TASK BRIEF:
Write the next part of the text about the novel The Camp of the Saints, picking up after its final sentence, "It was reissued in hardcover in 2002."

TEXT EXTRACT:
<<<<

The epilogue reveals that the story was written in the last holdout of the Western world, Switzerland, but international pressure from the new governments, isolating it as a rogue state for not opening its borders, along with internal pro-migrant elements, force it to capitulate as well. Mere hours from the border opening, the author dedicates the book to his grandchildren, in the hopes they will grow up in a world where they will not be ashamed of him for writing such a book.

== Publication history ==
The Camp of the Saints was first published in French in 1973 by Éditions Robert Laffont. The publisher believed the book would sell well, and to market the book printed 20,000 copies for an initial run and wrote over 350 letters marketing the book to established French booksellers. Upon its release, the book sold decently at about 15,000 copies. However, a word-of-mouth campaign (influenced by the news of the Vietnamese boat people) in the next few years increased its popularity, and it sold 40,000 copies in the next few years. The book continued to sell well and was reissued several times, including in 1981 and 1989 in paperback. It was reissued in hardcover in 2002.

>>>>

DATA:
<<<<

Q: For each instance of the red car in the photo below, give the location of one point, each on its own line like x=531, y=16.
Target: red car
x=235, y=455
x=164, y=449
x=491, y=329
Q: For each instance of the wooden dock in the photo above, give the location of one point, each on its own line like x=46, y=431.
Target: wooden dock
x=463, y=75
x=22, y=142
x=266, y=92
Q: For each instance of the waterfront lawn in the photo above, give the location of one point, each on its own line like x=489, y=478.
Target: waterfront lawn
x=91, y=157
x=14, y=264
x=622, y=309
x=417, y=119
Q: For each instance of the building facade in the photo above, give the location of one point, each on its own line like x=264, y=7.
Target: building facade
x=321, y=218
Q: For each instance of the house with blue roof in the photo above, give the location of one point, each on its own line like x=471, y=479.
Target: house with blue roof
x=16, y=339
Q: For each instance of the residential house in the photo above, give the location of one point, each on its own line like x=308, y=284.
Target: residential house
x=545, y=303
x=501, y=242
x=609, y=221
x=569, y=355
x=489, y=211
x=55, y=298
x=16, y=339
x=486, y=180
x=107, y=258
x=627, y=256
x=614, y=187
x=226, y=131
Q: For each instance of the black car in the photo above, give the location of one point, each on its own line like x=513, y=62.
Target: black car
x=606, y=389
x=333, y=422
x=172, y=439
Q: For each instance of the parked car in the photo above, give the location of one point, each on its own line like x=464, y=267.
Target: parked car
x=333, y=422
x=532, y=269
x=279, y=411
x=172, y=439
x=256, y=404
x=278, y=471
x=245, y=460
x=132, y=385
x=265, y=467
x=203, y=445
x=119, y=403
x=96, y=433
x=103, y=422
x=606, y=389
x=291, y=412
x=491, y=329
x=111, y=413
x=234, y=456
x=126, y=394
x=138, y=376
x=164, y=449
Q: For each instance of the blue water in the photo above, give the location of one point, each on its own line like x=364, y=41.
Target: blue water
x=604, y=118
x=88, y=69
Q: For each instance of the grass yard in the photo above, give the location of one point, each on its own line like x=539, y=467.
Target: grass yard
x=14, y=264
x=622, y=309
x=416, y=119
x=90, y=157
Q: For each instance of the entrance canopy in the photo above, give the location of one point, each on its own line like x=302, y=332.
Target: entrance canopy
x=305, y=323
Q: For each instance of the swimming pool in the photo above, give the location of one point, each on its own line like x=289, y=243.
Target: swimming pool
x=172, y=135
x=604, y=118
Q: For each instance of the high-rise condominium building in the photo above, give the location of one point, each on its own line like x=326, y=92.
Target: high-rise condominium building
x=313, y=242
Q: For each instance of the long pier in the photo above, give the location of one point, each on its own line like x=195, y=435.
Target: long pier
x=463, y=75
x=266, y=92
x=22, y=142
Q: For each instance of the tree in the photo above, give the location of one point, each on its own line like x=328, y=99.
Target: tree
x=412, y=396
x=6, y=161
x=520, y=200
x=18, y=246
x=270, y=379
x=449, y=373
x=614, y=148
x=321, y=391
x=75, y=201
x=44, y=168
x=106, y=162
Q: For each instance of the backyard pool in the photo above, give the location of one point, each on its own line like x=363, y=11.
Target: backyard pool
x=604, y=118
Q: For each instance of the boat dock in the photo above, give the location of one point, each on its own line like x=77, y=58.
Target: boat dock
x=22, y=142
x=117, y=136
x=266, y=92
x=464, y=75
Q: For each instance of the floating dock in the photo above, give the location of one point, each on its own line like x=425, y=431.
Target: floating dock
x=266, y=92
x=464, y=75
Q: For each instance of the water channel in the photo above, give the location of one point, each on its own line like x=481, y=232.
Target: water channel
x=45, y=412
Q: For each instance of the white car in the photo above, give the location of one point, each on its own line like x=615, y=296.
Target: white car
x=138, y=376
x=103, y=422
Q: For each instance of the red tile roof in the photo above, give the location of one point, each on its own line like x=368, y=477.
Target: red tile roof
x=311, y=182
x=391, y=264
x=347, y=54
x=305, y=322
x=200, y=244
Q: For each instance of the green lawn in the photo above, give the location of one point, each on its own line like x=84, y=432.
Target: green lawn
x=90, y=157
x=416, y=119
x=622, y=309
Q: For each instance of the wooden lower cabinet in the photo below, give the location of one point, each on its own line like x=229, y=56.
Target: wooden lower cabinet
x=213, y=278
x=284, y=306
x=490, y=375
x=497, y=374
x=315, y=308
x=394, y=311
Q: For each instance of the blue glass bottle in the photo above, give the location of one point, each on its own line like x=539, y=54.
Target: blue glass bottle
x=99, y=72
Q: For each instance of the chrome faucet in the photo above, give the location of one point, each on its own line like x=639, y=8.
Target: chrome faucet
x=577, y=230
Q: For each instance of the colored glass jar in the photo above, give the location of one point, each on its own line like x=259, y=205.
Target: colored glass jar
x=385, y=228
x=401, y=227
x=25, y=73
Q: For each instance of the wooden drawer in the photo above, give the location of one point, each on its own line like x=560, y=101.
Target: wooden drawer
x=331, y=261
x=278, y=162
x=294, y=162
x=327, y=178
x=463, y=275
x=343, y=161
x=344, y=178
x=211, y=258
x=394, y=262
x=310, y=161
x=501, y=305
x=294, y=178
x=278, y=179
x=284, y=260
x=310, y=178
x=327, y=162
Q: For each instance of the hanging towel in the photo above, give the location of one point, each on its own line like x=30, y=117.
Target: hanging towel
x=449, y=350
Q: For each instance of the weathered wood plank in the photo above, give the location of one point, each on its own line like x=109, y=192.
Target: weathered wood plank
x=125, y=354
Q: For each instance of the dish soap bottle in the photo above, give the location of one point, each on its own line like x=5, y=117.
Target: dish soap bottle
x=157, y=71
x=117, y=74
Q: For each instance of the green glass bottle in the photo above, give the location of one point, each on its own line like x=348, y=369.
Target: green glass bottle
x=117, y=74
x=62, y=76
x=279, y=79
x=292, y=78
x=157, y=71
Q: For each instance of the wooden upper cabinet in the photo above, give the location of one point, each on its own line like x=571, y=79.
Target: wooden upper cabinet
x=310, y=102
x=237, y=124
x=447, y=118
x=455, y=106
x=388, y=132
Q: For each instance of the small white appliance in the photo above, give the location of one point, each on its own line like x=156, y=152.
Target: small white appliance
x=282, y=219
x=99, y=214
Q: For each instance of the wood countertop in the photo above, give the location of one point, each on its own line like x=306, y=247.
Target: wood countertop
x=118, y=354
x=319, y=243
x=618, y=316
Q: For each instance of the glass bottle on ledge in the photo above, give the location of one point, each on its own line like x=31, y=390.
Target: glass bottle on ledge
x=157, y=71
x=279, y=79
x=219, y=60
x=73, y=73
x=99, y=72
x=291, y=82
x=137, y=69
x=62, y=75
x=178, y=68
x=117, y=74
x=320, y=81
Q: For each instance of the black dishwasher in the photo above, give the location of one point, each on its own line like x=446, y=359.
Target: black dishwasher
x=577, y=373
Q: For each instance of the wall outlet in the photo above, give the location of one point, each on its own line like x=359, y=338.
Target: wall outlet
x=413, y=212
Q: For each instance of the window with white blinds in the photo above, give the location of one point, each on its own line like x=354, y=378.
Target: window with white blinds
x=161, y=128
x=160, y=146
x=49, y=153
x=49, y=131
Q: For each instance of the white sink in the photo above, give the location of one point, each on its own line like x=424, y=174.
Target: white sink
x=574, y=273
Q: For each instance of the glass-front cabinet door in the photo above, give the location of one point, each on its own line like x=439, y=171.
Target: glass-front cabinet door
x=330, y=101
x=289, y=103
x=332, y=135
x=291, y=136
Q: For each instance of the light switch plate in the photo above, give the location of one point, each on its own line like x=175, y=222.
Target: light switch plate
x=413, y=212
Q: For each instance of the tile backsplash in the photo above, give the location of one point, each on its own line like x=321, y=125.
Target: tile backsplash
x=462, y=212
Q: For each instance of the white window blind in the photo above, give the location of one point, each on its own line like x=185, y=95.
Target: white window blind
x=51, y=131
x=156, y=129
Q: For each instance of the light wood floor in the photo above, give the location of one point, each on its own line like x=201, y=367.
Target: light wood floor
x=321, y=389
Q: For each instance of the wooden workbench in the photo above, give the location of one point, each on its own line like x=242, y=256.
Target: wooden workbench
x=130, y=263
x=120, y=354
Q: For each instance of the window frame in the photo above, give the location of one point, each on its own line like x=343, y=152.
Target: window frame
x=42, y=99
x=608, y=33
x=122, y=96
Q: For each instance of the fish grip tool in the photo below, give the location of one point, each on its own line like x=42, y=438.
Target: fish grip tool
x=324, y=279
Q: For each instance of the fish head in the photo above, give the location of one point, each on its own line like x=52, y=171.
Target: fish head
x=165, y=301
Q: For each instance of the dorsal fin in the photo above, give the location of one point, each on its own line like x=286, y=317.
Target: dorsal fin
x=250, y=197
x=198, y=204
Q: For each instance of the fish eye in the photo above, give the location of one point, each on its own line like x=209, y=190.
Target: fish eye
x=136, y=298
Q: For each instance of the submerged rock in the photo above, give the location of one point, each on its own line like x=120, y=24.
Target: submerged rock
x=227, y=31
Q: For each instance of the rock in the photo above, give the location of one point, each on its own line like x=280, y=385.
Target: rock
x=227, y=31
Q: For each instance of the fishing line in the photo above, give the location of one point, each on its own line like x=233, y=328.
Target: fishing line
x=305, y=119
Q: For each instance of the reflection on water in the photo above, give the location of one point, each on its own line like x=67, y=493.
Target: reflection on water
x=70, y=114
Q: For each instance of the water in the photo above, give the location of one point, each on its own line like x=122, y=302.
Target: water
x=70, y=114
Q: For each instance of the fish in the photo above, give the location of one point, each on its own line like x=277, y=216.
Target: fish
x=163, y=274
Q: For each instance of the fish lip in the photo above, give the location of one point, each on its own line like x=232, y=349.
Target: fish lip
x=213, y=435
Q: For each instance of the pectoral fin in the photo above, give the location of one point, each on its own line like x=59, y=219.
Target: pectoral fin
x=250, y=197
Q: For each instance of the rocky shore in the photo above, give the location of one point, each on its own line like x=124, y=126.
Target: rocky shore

>>>>

TASK RESPONSE:
An eighth French edition was published in February 2011, with a new preface called "Big Other". The publisher had initially refused to include "Big Other" for fear of being prosecuted for inciting racial hatred, but relented. To market this edition, Raspail appeared on Frédéric Taddeï's talk show, Ce soir ou jamais. In March 2011, the book returned to the bestseller list, ranking in the top five in bookstores in France, and by April 2011 this edition had sold 20,000 copies. All its editions have sold about half a million copies.

An English language translation by Norman Shapiro was published by Scribner in 1975. The publisher portrayed its publication as a major literary event, with a major ad-campaign that used the phrase "the end of the white world is near". The English translation sold well. It was republished in mass market paperback format in 1977 by Ace Books in New York and Sphere Books in London. John Tanton acquired the rights to the book in 1994 and printed a softcover edition through his publishing company The Social Contract Press in 1995. The Winter 1994-1995 issue of The Social Contract Journal was a special edition released to coincide with the new printing of the book, each article dedicated to discussion of the book and its themes. The book went out of print in English for several years, with print editions coming to cost hundreds of U.S. dollars. This changed in 2025 when the book received a second English translation, done by Ethan Rundell, and was republished by Vauban Books.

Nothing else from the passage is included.